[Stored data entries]

=== Begin Enclosure ===

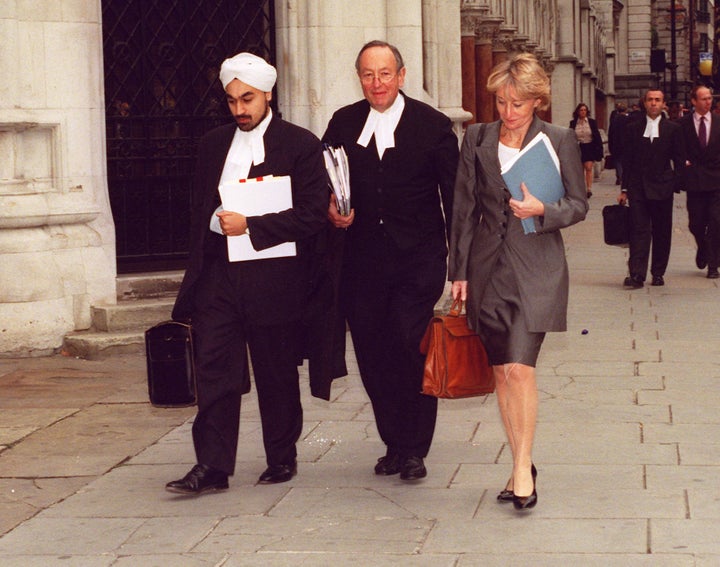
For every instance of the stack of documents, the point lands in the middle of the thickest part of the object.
(339, 173)
(254, 197)
(538, 166)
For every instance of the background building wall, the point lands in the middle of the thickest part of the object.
(318, 41)
(57, 254)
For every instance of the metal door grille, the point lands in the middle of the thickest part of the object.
(162, 59)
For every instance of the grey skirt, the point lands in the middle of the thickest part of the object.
(501, 323)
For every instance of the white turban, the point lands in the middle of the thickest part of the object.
(249, 69)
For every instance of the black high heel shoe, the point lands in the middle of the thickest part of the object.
(526, 502)
(507, 495)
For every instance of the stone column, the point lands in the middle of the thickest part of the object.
(57, 240)
(484, 62)
(468, 64)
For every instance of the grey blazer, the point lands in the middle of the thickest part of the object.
(483, 226)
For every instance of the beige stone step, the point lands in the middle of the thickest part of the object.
(128, 315)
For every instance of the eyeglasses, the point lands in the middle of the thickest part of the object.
(383, 76)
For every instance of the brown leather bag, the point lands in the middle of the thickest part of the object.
(456, 364)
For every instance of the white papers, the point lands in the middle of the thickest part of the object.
(338, 170)
(254, 197)
(537, 165)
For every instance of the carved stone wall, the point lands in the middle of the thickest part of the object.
(57, 254)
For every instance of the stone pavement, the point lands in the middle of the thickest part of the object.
(627, 449)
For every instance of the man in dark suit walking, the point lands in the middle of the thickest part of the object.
(650, 177)
(257, 304)
(403, 158)
(701, 133)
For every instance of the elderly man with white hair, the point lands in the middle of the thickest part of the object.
(256, 305)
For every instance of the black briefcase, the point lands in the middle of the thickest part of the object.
(170, 365)
(616, 225)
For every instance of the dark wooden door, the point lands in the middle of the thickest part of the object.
(161, 63)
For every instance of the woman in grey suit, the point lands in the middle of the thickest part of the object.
(515, 284)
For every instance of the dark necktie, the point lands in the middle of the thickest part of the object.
(702, 133)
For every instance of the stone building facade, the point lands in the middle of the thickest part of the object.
(57, 232)
(598, 51)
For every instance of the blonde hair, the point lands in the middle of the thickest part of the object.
(525, 75)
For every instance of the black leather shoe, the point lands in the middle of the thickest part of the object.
(278, 473)
(631, 282)
(388, 465)
(201, 478)
(658, 280)
(413, 468)
(506, 495)
(526, 502)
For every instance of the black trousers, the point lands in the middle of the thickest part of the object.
(390, 296)
(650, 223)
(223, 337)
(704, 223)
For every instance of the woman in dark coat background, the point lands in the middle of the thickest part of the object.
(588, 136)
(516, 284)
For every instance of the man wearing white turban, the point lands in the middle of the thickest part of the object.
(250, 305)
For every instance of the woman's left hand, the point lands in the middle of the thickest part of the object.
(528, 207)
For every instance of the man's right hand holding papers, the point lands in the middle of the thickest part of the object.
(530, 206)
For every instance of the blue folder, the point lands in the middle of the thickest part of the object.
(535, 167)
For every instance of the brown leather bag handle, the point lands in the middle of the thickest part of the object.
(456, 308)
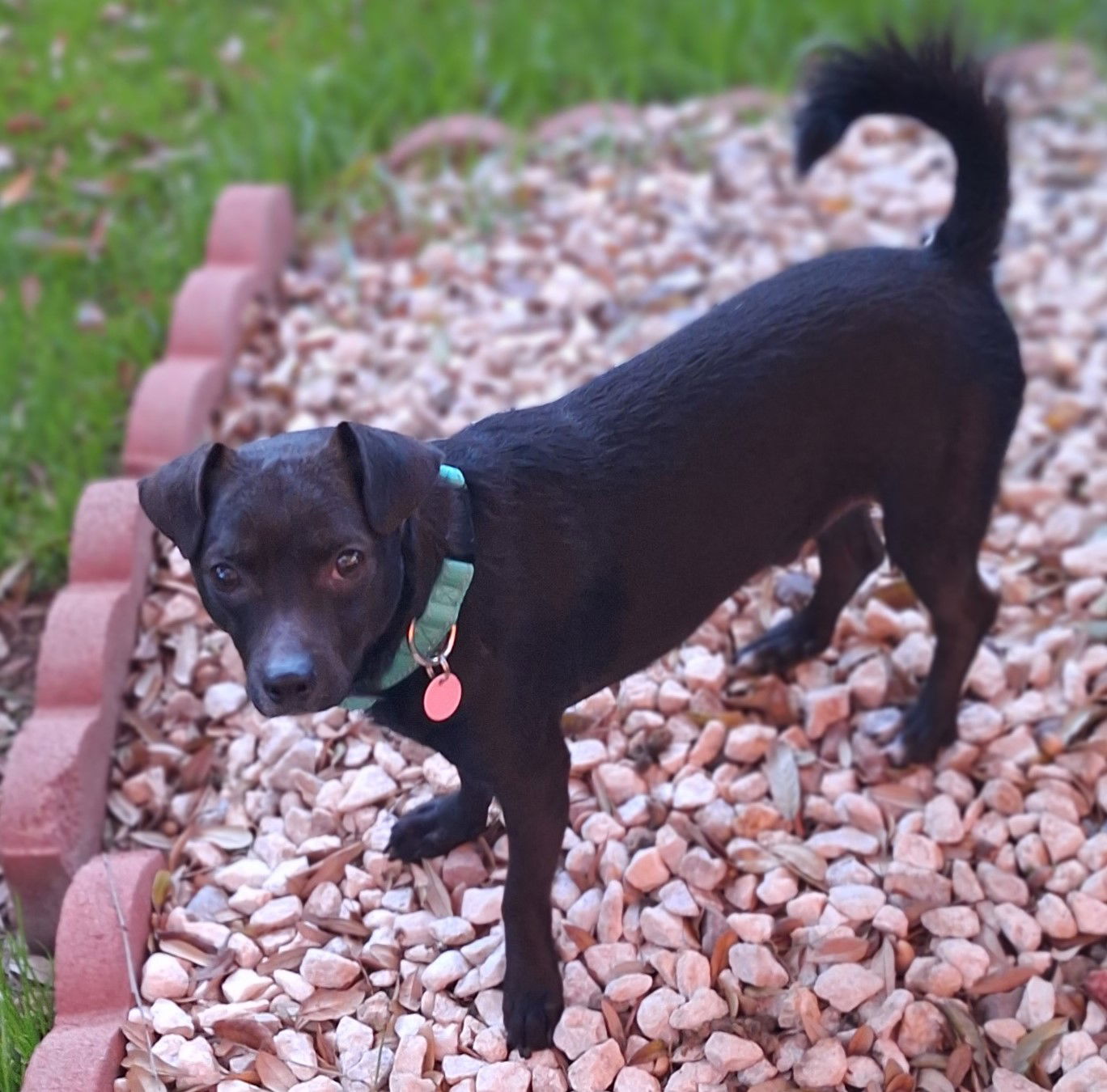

=== End Enclosure ===

* **Work instructions**
Retype the records in full. Do not carry over the images.

* **Answer box**
For every instance of the stack of documents, the point lands in the middle of the thickest part of the object.
(339, 173)
(254, 197)
(538, 166)
For every instance of the background building wall, the point lands in the middle of the thickest part of the object.
(318, 41)
(57, 254)
For every instance of the metal door grille, the point lands in the middle of the thickest part of the object.
(162, 59)
For every instance of the grey skirt, the point lands in the middle of the thickest part of the object.
(501, 323)
For every instance of the white turban, the point lands in the middle of the thickest part of the object.
(249, 69)
For every instance of the black high heel shoe, the point lands in the middle of the thickest part of the object.
(526, 502)
(507, 495)
For every instance of the stone column, the point lands in the middle of the thickest part of the object.
(57, 240)
(484, 62)
(468, 64)
For every instance of the grey blazer, the point lands in the middle of the thickest part of the object.
(483, 226)
For every instance of the beige stone step, the point lands in the middle of the thickest part of the object.
(128, 315)
For every instance of the eyeglasses, the point lands in the middle of the thickest part of the object.
(383, 76)
For every instance of the brown leather bag, the point lands in the middle of the thickest part of the object.
(456, 364)
For every instance of the white papers, the point lands in the middle of the thickest part of the object.
(338, 170)
(254, 197)
(537, 165)
For every instance of the carved stone wall, the point lands in the middle of the thickest part of the object.
(57, 254)
For every instance of the stone pavement, the point lands in the middle of the thickest part of the object.
(627, 449)
For every instance of the man in dark suit walking, the point lands in the middle of the thickest part of the object.
(650, 177)
(257, 304)
(403, 158)
(701, 133)
For every instance of the elderly man with white hair, the point lands in the middle of the thickest part of the object.
(256, 305)
For every instance of the black briefcase, the point lands in the middle of the thickest part of the object.
(170, 365)
(616, 225)
For every instance of the dark wooden door, the point lands in the middle of the thickest part of the object.
(161, 63)
For every instance of the woman in grey suit, the point lands in the middle of the thickest part of the object.
(515, 284)
For every instance of the dark necktie, the point lands in the middle of the thickest part of the object.
(702, 133)
For every instance of the stone building facade, the point lands in the middle of the thickest part of the object.
(57, 232)
(598, 51)
For every instance of the blonde hair, the point lands in the middle of the thickest part of the object.
(525, 75)
For every instance of the black leather shoe, the point lands in the middle of the thickest part of the object.
(278, 473)
(631, 282)
(388, 465)
(201, 478)
(658, 280)
(413, 468)
(506, 495)
(526, 502)
For every instance of the black trousers, the point lands in the middle of the thickest part of the object.
(390, 296)
(650, 223)
(223, 337)
(704, 223)
For every instance of the woman in dark coat background, the point lands in the middle of the thickest part of the object.
(588, 136)
(516, 284)
For every instance of the man wearing white turban, the point lands in the middle of the thickest part of the object.
(250, 305)
For every instance of the woman's left hand, the point lands in the middle of the thickest part of the object.
(528, 207)
For every instance of the man's right hand holding papers, the point lands in the middle of the thickest part of the object.
(530, 206)
For every instance of the blue folder, the point lands in the middle of the thickest part of the object.
(535, 167)
For every instance of the brown leather bag handle, the point lands in the middle of the thickest part of the object.
(456, 308)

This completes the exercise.